Given request a: According to the patent page, who is the inventor?

##### Provided text #####

|Publication number||US7380610 B2|
|Application number||US 11/897,115|
|Publication date||Jun 3, 2008|
|Filing date||Aug 29, 2007|
|Priority date||Feb 20, 2004|
|Also published as||US7237618, US7278494, US20050183865, US20070125548, US20070295516, WO2005083230A1|
|Publication number||11897115, 897115, US 7380610 B2, US 7380610B2, US-B2-7380610, US7380610 B2, US7380610B2|
|Inventors||John R. Williams|
|Original Assignee||Williams John R|
|Export Citation||BiBTeX, EndNote, RefMan|
|Patent Citations (23), Referenced by (30), Classifications (10), Legal Events (6)|
|External Links: USPTO, USPTO Assignment, Espacenet|
The present application is a continuation of and claims priority from U.S. patent application Ser. No. 10/783,450 entitled STRIPPER RUBBER INSERT ASSEMBLY by the present inventor and filed Feb. 20, 2004 now U.S. Pat. No. 7,237,618.
This invention relates to a long-lasting, deformation-resistant, rubber or elastomer-based seal having a construction for dynamically sealing against tubular members or drillstring components movable longitudinally through the seal. In particular, the invention relates to stripper rubbers, and insert assemblies for stripper rubbers, used with rotating control heads, rotating blowout preventers, diverter/preventers and the like, in oil, gas, coal-bed methane, water or geothermal wells.
In the drilling industry, seals are used in various applications including rotating blowout preventers, swab cups, pipe and Kelly wipers, sucker rod guides, tubing protectors, stuffing box rubbers, stripper rubbers for coiled tubing applications, snubbing stripper rubbers, and stripper rubbers for rotating control heads or diverter/preventers. Stripper rubbers, for example, are utilized in rotating control heads to seal around the rough and irregular outside diameter of a drillstring of a drilling rig.

##### Data supplied #####

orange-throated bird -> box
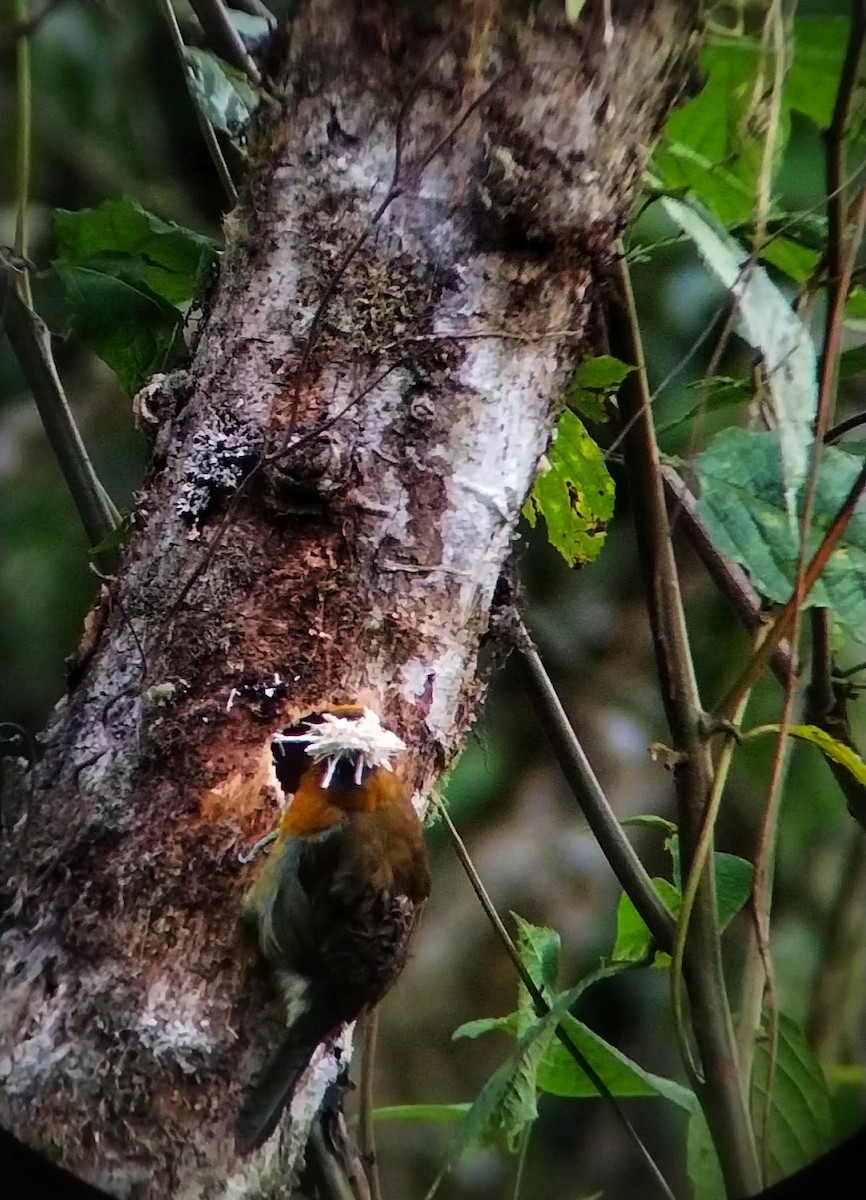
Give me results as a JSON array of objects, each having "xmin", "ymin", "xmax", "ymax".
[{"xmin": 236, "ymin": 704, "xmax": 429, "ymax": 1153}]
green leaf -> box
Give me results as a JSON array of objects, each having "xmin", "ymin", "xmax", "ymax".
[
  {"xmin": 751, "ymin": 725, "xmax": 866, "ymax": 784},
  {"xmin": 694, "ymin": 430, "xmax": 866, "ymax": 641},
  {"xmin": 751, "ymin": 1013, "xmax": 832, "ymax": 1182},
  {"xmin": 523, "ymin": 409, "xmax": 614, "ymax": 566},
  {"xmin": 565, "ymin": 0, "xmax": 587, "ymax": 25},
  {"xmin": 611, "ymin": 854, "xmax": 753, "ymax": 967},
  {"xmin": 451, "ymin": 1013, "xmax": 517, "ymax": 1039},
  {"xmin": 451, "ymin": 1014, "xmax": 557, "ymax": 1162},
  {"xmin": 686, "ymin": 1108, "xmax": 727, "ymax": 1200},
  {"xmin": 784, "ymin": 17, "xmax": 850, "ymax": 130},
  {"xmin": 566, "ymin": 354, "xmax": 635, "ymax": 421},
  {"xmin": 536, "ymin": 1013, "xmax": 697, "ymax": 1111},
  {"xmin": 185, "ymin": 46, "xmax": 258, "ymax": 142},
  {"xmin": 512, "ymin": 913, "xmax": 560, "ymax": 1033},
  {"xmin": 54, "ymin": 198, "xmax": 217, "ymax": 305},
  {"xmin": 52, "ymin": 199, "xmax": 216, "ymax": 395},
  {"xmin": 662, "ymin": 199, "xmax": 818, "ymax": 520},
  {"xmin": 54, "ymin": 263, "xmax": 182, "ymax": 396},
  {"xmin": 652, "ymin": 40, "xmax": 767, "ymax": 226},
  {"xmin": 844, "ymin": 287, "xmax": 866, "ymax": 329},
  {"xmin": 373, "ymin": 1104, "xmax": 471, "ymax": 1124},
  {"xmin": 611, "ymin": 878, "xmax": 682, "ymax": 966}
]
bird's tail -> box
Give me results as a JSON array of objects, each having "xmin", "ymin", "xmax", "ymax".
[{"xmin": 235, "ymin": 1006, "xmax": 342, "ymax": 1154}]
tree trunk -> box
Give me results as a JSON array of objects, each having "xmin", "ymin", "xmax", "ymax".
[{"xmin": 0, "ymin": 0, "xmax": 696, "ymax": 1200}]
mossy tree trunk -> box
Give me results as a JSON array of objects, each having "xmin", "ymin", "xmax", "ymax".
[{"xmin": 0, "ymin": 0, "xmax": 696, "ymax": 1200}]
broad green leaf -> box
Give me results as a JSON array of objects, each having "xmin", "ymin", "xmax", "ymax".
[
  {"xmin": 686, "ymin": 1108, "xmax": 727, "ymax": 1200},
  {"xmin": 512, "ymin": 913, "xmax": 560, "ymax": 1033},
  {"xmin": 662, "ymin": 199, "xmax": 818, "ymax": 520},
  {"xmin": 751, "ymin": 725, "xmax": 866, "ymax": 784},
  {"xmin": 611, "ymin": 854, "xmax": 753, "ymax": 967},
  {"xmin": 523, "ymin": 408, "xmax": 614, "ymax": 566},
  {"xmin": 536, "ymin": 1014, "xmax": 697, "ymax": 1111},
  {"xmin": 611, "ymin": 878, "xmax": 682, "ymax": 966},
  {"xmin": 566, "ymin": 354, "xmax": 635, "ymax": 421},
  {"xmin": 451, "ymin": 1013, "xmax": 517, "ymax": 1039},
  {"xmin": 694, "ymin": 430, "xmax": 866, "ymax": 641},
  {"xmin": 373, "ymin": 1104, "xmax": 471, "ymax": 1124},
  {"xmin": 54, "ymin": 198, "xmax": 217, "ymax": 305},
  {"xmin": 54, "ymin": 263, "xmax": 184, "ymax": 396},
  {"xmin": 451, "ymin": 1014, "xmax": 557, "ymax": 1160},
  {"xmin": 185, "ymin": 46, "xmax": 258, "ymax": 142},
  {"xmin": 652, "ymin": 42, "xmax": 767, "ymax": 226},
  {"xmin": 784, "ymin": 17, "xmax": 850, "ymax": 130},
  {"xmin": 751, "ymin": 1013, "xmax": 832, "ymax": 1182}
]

#####

Given request b: Please copy the rows from the line with "bird's tail -> box" up to and including the last line of the rows, keeping each line unchanged.

Exercise response a: John R. Williams

Exercise response b:
bird's tail -> box
Give me results as a JSON array of objects, each having "xmin", "ymin", "xmax", "ymax".
[{"xmin": 235, "ymin": 1006, "xmax": 342, "ymax": 1154}]
tree trunk -> box
Give me results as a JSON array of objects, each having "xmin", "ymin", "xmax", "ymax".
[{"xmin": 0, "ymin": 0, "xmax": 696, "ymax": 1200}]
mossy tree trunk -> box
Give me results as a JSON array of objects, each having "xmin", "ymin", "xmax", "ymax".
[{"xmin": 0, "ymin": 0, "xmax": 696, "ymax": 1200}]
broad green leaf -> box
Give me results as a JSON array of objects, each having "xmin", "ymin", "xmax", "ymax".
[
  {"xmin": 686, "ymin": 1108, "xmax": 727, "ymax": 1200},
  {"xmin": 512, "ymin": 913, "xmax": 560, "ymax": 1033},
  {"xmin": 662, "ymin": 199, "xmax": 818, "ymax": 520},
  {"xmin": 751, "ymin": 725, "xmax": 866, "ymax": 784},
  {"xmin": 611, "ymin": 854, "xmax": 753, "ymax": 967},
  {"xmin": 523, "ymin": 408, "xmax": 614, "ymax": 566},
  {"xmin": 536, "ymin": 1014, "xmax": 697, "ymax": 1111},
  {"xmin": 611, "ymin": 878, "xmax": 682, "ymax": 966},
  {"xmin": 566, "ymin": 354, "xmax": 635, "ymax": 421},
  {"xmin": 451, "ymin": 1013, "xmax": 517, "ymax": 1039},
  {"xmin": 694, "ymin": 430, "xmax": 866, "ymax": 641},
  {"xmin": 373, "ymin": 1104, "xmax": 471, "ymax": 1124},
  {"xmin": 54, "ymin": 198, "xmax": 217, "ymax": 305},
  {"xmin": 54, "ymin": 263, "xmax": 184, "ymax": 396},
  {"xmin": 451, "ymin": 1014, "xmax": 557, "ymax": 1160},
  {"xmin": 185, "ymin": 46, "xmax": 258, "ymax": 142},
  {"xmin": 652, "ymin": 42, "xmax": 767, "ymax": 226},
  {"xmin": 784, "ymin": 17, "xmax": 850, "ymax": 130},
  {"xmin": 751, "ymin": 1013, "xmax": 832, "ymax": 1182}
]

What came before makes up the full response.